**Written tasks**
• a. In the forum post on PCE models, write out everything from "Whether any dataset" down to "on small samples.".
• b. Answer these questions from the forum post on PCE models:
(i) What does the writer call the PCE model a very powerful tool for?
(ii) On what analysis were the two data sets based?
(iii) How many of the columns in the data sets are inputs?
• c. Decide whether each statement agrees with the forum post on PCE models:
(i) The first three columns of the data sets hold outputs.
(ii) The writer obtained the two data sets through finite element analysis.
(iii) The writer says the validation error of the PCE model built on the first data set is too large.

**Passage given**
----------
Whether any dataset can be used to construct a highly accurate PCE model?

Dear nluethen,
@nluethen
First of all, I would like to express my sincere appreciation to you and your team.

There is no doubt that the PCE model is a very powerful tool for modeling based on small samples.
Recently, I had a huge confusion when I was using a dataset with unknown marginal types to construct a PCE model.

Based on the finite element analysis, I obtained two different data sets as follow:
The first three columns are inputs and the fourth column is an output,and the bolded five groups are used as the validation set
dateset1

a	b	c		lc
29.070 	6.329 	0.04997		4
61.220 	7.504 	0.04849		10
61.220 	7.847 	0.04984		10
97.200 	9.480 	0.04953		44
53.470 	7.376 	0.04945		8
102.800 	10.200 	0.05183		52
**43.070 	7.009 	0.05012		10**
**99.090 	9.729 	0.05085		50**

dateset2

a	b	c		lc
88.560 	7.725 	0.05188		18
94.670 	6.345 	0.04388		10
82.360 	4.940 	0.03764		8
104.900 	6.092 	0.04184		56
**119.500 	7.637 	0.04544		78**
**102.700 	7.369 	0.04669		40**
**101.500 	6.400 	0.04187		24**

The accuracy of the PCE model constructed based on [dateset1] is as follows, but the reliability is insufficient due to the data points is too few, the PCE prediction value is very different from the validation value, although the validation error value is small enough.
----------
[Location identification items]

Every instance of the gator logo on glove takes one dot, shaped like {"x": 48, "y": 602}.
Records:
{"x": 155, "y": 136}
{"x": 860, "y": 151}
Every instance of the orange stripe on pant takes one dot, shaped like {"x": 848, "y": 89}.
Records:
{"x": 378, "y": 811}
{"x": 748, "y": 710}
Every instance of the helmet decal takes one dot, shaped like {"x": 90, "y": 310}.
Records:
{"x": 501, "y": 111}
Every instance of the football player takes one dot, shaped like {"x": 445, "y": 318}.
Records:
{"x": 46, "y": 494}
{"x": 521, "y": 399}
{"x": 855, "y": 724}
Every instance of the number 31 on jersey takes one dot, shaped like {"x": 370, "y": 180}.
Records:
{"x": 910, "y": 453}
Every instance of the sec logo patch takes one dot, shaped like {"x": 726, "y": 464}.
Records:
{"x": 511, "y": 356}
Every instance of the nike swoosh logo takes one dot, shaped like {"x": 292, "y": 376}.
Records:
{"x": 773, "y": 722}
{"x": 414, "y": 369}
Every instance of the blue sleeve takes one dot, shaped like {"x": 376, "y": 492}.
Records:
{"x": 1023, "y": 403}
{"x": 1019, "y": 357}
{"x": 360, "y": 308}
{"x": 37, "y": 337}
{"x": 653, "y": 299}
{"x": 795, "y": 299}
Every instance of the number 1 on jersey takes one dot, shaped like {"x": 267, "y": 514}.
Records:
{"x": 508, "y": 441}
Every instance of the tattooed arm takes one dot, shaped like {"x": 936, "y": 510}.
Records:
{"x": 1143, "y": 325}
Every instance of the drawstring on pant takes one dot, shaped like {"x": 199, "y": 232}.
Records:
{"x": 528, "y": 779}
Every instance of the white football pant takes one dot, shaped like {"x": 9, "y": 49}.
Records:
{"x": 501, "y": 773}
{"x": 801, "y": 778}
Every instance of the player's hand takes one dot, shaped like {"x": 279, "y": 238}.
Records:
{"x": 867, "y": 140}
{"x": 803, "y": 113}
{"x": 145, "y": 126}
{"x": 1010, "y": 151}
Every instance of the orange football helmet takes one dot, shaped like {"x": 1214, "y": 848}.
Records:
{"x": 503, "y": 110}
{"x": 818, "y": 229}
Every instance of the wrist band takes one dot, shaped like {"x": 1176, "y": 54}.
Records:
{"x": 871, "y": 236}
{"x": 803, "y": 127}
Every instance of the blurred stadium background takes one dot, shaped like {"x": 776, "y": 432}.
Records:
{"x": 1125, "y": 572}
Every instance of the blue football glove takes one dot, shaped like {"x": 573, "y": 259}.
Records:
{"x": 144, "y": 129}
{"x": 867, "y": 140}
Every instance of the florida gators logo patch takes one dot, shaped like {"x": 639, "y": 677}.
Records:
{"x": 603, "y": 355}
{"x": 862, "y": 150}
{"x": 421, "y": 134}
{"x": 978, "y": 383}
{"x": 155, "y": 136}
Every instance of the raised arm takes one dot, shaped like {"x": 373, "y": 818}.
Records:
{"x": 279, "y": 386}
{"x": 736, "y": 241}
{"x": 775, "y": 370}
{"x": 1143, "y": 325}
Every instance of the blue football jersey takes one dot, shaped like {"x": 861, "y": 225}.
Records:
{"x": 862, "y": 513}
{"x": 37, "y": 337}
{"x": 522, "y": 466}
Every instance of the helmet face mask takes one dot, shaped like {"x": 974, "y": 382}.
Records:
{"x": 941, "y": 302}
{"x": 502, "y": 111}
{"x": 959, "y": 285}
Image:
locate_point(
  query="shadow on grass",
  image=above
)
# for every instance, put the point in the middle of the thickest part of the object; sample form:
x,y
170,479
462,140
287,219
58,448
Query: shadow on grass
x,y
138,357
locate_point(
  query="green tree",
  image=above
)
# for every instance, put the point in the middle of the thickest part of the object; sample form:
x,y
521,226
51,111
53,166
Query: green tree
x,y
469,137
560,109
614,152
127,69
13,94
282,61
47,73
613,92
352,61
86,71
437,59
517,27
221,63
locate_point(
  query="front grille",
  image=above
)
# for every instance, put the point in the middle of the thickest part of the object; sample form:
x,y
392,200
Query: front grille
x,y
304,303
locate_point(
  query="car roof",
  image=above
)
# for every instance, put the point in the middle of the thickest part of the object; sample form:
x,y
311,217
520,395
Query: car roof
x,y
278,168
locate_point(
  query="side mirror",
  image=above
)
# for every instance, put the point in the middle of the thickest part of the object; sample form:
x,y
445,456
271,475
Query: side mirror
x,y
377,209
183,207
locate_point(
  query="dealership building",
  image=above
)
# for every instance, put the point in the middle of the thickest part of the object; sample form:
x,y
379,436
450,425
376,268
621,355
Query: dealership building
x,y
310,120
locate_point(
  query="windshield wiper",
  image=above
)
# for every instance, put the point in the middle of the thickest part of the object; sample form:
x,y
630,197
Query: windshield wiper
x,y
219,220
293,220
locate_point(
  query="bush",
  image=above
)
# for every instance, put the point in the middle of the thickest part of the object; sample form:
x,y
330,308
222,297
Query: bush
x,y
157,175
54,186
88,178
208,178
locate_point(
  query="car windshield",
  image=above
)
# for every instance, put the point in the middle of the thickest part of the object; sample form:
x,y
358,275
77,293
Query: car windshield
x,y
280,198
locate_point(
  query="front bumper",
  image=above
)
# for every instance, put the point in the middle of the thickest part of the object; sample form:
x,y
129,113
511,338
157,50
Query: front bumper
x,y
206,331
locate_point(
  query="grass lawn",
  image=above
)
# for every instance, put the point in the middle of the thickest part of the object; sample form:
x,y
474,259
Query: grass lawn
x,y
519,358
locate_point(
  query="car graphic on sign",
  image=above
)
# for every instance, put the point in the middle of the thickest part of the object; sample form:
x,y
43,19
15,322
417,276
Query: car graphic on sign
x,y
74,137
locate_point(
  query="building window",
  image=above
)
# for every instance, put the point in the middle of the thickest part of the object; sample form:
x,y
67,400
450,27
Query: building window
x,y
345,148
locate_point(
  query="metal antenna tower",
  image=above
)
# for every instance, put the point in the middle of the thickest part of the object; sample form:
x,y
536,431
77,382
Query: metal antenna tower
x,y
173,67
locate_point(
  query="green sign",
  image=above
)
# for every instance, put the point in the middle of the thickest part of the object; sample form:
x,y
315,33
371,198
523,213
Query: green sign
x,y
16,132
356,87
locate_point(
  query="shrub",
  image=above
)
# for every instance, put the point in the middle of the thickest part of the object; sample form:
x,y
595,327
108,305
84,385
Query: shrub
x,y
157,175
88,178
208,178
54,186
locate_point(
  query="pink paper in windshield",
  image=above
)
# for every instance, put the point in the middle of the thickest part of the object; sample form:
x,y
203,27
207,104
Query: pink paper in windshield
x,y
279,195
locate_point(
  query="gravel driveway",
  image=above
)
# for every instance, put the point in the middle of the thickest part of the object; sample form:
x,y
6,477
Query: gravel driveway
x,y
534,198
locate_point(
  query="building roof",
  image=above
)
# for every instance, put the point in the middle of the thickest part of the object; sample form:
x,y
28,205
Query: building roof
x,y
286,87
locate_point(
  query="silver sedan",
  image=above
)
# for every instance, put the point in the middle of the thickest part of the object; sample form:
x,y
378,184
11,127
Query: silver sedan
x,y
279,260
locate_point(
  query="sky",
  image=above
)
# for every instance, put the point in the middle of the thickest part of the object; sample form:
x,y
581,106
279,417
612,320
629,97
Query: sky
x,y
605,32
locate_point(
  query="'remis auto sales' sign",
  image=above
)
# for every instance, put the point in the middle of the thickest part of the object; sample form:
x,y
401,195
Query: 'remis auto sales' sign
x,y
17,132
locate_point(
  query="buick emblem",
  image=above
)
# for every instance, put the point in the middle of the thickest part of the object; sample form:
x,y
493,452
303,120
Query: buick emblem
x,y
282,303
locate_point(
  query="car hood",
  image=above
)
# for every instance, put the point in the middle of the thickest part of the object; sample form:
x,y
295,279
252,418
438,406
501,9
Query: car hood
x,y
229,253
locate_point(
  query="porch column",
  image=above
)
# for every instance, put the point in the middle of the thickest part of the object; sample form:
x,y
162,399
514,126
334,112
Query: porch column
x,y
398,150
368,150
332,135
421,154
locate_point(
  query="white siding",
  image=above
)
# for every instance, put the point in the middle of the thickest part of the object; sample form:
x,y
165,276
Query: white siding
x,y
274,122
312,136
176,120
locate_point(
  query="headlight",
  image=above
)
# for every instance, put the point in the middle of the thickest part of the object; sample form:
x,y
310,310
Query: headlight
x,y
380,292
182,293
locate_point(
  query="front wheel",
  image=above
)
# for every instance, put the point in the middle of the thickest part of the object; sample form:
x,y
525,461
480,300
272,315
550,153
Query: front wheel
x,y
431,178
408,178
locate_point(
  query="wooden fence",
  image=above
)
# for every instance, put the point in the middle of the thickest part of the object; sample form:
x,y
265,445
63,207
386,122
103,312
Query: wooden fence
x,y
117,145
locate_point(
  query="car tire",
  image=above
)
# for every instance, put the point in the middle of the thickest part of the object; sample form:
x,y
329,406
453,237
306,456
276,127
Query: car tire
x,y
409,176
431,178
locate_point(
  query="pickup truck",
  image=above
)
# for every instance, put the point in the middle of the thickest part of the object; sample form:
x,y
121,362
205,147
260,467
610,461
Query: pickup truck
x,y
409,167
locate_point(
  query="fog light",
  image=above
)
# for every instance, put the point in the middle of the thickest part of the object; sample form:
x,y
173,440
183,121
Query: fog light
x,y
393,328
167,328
----------
**The answers**
• a.
Whether any dataset can be used to construct a highly accurate PCE model?

Dear nluethen,
@nluethen
First of all, I would like to express my sincere appreciation to you and your team.

There is no doubt that the PCE model is a very powerful tool for modeling based on small samples.

• b.
(i) Modeling based on small samples.
(ii) Finite element analysis.
(iii) Three.

• c.
(i) No: "The first three columns are inputs and the fourth column is an output"
(ii) Yes: "Based on the finite element analysis, I obtained two different data sets"
(iii) No: "although the validation error value is small enough"